**TASK TO COMPLETE:**
Can you update the rows below by changing every "identify" to "locate" and leaving everything else as it is?
* start DATA EXTRACT *
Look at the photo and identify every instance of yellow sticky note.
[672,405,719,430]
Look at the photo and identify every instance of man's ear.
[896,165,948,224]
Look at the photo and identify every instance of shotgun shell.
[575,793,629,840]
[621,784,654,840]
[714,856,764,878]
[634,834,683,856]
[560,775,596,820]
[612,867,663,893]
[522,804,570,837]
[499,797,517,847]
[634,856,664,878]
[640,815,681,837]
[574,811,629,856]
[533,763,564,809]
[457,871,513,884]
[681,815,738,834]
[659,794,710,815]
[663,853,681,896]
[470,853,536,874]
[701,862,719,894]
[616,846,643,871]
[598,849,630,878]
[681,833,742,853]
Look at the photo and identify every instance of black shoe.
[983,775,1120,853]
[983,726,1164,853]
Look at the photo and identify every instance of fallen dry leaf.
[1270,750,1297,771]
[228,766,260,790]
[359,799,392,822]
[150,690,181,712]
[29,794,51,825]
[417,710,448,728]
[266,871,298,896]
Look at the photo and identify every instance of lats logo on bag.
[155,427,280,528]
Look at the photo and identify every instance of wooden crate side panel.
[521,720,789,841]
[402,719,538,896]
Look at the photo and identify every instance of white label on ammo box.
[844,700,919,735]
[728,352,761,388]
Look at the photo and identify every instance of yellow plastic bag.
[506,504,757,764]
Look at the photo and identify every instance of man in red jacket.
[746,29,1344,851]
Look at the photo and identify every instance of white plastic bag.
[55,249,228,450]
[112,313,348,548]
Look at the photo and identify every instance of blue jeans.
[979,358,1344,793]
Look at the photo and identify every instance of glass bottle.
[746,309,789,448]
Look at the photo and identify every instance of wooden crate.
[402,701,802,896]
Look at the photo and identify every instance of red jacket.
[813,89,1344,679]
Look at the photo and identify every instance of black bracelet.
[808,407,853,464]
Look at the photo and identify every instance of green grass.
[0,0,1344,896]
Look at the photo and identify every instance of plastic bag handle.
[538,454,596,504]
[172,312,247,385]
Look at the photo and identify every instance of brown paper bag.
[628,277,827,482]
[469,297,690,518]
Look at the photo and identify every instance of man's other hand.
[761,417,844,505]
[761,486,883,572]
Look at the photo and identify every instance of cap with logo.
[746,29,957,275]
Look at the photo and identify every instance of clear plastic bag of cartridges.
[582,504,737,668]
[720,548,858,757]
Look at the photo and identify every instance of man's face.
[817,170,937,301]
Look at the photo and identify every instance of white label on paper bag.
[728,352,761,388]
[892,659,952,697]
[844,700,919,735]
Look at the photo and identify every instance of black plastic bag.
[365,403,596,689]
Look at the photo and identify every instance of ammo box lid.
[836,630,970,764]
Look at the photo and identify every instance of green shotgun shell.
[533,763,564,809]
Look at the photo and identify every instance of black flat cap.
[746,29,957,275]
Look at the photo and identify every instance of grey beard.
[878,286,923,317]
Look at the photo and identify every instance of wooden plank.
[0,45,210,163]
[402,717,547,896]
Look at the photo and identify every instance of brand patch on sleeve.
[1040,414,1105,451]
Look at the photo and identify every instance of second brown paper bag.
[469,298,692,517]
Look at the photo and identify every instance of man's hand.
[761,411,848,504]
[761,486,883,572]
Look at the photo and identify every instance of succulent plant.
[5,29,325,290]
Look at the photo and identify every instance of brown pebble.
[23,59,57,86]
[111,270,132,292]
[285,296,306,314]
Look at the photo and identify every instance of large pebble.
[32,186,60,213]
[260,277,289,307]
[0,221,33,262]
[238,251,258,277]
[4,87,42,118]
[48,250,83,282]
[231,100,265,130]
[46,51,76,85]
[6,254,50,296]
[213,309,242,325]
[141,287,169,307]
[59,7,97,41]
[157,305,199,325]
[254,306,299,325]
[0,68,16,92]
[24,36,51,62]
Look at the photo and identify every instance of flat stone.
* end DATA EXTRACT *
**SOLUTION TO THE PROBLEM:**
Look at the photo and locate every instance of yellow sticky note.
[672,405,719,430]
Look at the photo and locate every instance of man's ear.
[896,165,948,224]
Look at the photo and locate every instance of shotgun shell.
[575,793,629,840]
[621,784,654,840]
[714,856,764,878]
[634,834,683,856]
[560,775,596,820]
[612,867,663,893]
[522,804,570,837]
[499,797,517,847]
[634,856,664,878]
[640,815,681,837]
[574,811,629,856]
[533,763,564,809]
[457,871,513,884]
[681,815,738,834]
[659,794,710,815]
[663,853,681,896]
[470,853,536,874]
[701,862,719,894]
[616,846,643,871]
[598,849,630,878]
[681,833,742,853]
Look at the photo and locate every instance of black shoe.
[983,775,1120,853]
[983,726,1164,853]
Look at the photo and locate every instance of fallen dry leaf.
[1270,750,1297,771]
[228,766,260,790]
[359,799,392,822]
[150,690,181,712]
[29,794,51,825]
[417,710,448,728]
[266,871,298,896]
Look at the photo and locate every instance of lats logo on bag.
[155,427,280,528]
Look at the photo and locate every instance of wooden crate side panel.
[521,720,789,841]
[402,719,538,896]
Look at the photo and locate every instance of white label on ammo box.
[844,700,919,735]
[728,352,761,388]
Look at the photo and locate every instance of yellow plastic bag.
[506,504,757,764]
Look at the photo and locate every instance of man in red jacket.
[746,29,1344,851]
Look at the photo and locate every instance of white plastic bag.
[55,249,228,450]
[112,313,348,548]
Look at the photo and locate every instance of blue jeans.
[979,358,1344,793]
Look at the photo and locate every instance of glass bottle.
[746,309,789,448]
Look at the photo and locate every instance of wooden crate.
[402,701,802,896]
Look at the photo and locate every instance of red jacket.
[813,89,1344,679]
Look at the photo and locate every instance of black bracelet.
[808,407,853,464]
Look at the photo and locate every instance of green grass.
[0,0,1344,896]
Look at the photo and locate every instance of plastic bag handle.
[538,454,596,504]
[172,312,247,385]
Look at the photo and locate every instance of brown paper bag.
[628,277,827,482]
[469,297,690,518]
Look at the photo and locate every instance of man's other hand.
[761,417,844,505]
[761,486,883,572]
Look at the photo and locate every instance of cap with logo.
[746,29,957,275]
Look at the photo and locate every instance of clear plastic bag of cartridges.
[582,504,737,668]
[720,548,858,757]
Look at the photo and locate every instance of man's face.
[817,170,937,301]
Look at the photo and locate every instance of white label on paper bag.
[728,352,761,388]
[892,659,952,697]
[844,700,919,735]
Look at the photo and locate every instance of black plastic bag.
[365,403,596,689]
Look at the photo and locate every instance of ammo box lid.
[836,630,970,764]
Look at the photo and locate every instance of green shotgun shell.
[533,763,564,809]
Look at the photo and locate every instance of black flat cap.
[746,29,957,275]
Look at the photo and locate every instance of grey beard.
[878,286,923,317]
Look at the photo and locate every instance of wooden plank.
[0,45,210,163]
[402,717,547,896]
Look at the photo and locate every instance of brand patch on sleeve.
[1040,414,1105,451]
Look at the photo and locate every instance of second brown paper bag.
[469,298,692,517]
Look at the photo and locate every instance of man's hand.
[761,411,848,504]
[761,486,883,572]
Look at the photo and locate every instance of succulent plant.
[5,29,325,290]
Look at the photo and locate every instance of brown pebble.
[23,59,57,86]
[111,270,132,292]
[285,296,306,314]
Look at the photo and locate every instance of large pebble.
[32,186,60,213]
[260,277,289,307]
[0,221,33,262]
[238,251,258,277]
[4,87,42,118]
[48,250,83,282]
[231,100,265,130]
[46,51,76,85]
[6,254,50,296]
[213,309,242,325]
[141,287,169,307]
[59,7,97,41]
[157,305,199,325]
[254,306,299,325]
[0,68,16,92]
[24,36,51,62]
Look at the photo and locate every instance of flat stone.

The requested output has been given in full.